Document segment:

Yesterday I discovered a dead simple design pattern for finding code patterns in python parse trees.
This pattern is a milestone.
It changes forever how I'll use python's
ast module. Old techniques now seem like trying to swat flies with a sledgehammer!
The Aha is as surprising as the
Aha that created @clean. I'll never forget it.
tl;dr: Convert parts of parse trees to strings using ast.unparse.
Background
I have been revisiting an old problem: how to analyze Leo's code. The previous state of the art was unsatisfactory. There were two approaches, each flawed:
1. Use regex patterns. This approach works for prototyping, but there is no way to ignore false matches in strings, docstrings, and comments.
2. Use parse trees. This approach is sound, but finding patterns in ast nodes was cumbersome.
How to get the best of both approaches?
Finally, my work with the rope project made me familiar with a new design pattern: small, special-purpose tree traversers based on
ast.NodeVisitor.
The Problem
I wanted a program to find all chains of ast Attribute nodes within Leo. Examples are g.app.gui and c.frame.body.wrapper.widget.
I packaged this program as the TestChains.test_all_paths unit test in leo/unittests/test_design.py. This is a new file: see PR
#3319.
Early attempts were clumsy, as before. ast.Attribute trees can contain much more than ast.Name and ast.Attribute nodes.
The Aha: use ast.unparse
I had vaguely planned to experiment with
ast.unparse. Given an ast node/tree, ast.unparse returns a string with code
that would produce an equivalent node/tree.
Aha: This string is exactly what we need to discover patterns in parse trees!!!
Here is the complete traverser class that discovers all chains:
class ChainsTraverser(NodeVisitor):
chains_set = set()
def visit_Attribute(self, node):
"""
Add only top-level Attribute chains to chains_set.
Do *not* call generic_visit!
"""
chain = ast.unparse(node)
self.chains_set.add(chain)
OMG! This is amazing:
- unparse returns the entire chain, no matter how complex.
- visit_Attribute handles only top-level attributes because it
doesn't call
ast.generic_visit.
A straightforward unit test (TestChains.test_all_paths) instantiates ChainsTraverser once, calls the traverser for most of Leo's core files, and prints/tests
ChainsTraverser.chains_set. Nothing could be simpler.
Summary
Finding patterns in ast trees is straightforward:
- Use ast visitors to find the roots of ast trees containing potential patterns.
- Convert those roots to strings with ast.unparse.
- Use regexs to filter the results. See the PostScript.
This Aha changes my whole approach to analyzing ast trees.
Edward
P.S. TestChains.test_all_paths filters the resulting chains as follows:
array_pat = re.compile(r'(\[).*?(\])')
call_pat = re.compile(r'(\().*?(\))')
string_pat1 = re.compile(r"(\').*?(\')")
string_pat2 = re.compile(r'(\").*?(\")')
patterns = (array_pat, call_pat, string_pat1, string_pat2)
def filter_chain(s: str) -> str:
def repl(m):
return m.group(1) + m.group(2)
for pattern in patterns:
s = re.sub(pattern, repl, s)
return s
This kind of post-processing would be impossible if the operands were ast trees.
Edward

Entries supplied:
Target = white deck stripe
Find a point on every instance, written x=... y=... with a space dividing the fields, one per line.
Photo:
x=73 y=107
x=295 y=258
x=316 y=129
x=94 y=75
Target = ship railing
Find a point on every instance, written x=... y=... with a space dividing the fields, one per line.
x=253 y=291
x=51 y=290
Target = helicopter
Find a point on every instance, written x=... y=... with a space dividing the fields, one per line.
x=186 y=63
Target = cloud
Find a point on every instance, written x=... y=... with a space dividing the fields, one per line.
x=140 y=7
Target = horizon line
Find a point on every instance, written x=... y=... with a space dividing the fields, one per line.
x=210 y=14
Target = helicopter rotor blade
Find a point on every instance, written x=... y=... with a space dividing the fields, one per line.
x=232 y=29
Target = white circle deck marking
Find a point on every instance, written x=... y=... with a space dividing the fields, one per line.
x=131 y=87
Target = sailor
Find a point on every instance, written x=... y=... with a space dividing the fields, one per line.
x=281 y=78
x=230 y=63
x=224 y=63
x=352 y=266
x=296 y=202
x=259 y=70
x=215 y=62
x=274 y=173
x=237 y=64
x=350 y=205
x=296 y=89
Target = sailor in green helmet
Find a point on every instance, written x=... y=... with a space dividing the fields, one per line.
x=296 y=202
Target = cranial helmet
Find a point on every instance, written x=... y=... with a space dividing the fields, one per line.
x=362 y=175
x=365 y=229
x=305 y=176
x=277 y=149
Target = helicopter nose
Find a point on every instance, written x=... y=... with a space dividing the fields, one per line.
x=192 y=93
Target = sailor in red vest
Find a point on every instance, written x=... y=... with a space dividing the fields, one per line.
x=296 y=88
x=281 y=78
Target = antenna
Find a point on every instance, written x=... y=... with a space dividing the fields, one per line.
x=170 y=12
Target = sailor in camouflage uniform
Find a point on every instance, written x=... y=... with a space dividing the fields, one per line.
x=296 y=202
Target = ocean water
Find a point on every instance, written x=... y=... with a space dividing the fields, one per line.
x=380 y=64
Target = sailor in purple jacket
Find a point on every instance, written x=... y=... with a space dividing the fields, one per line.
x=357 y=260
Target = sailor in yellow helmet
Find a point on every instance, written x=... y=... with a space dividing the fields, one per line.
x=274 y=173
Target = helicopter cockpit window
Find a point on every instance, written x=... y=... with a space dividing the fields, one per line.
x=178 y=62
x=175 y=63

Objective:
In the post on finding code patterns in Python parse trees, list the names of every variable that is assigned a pattern with re.compile.

Finished task:
array_pat, call_pat, string_pat1, string_pat2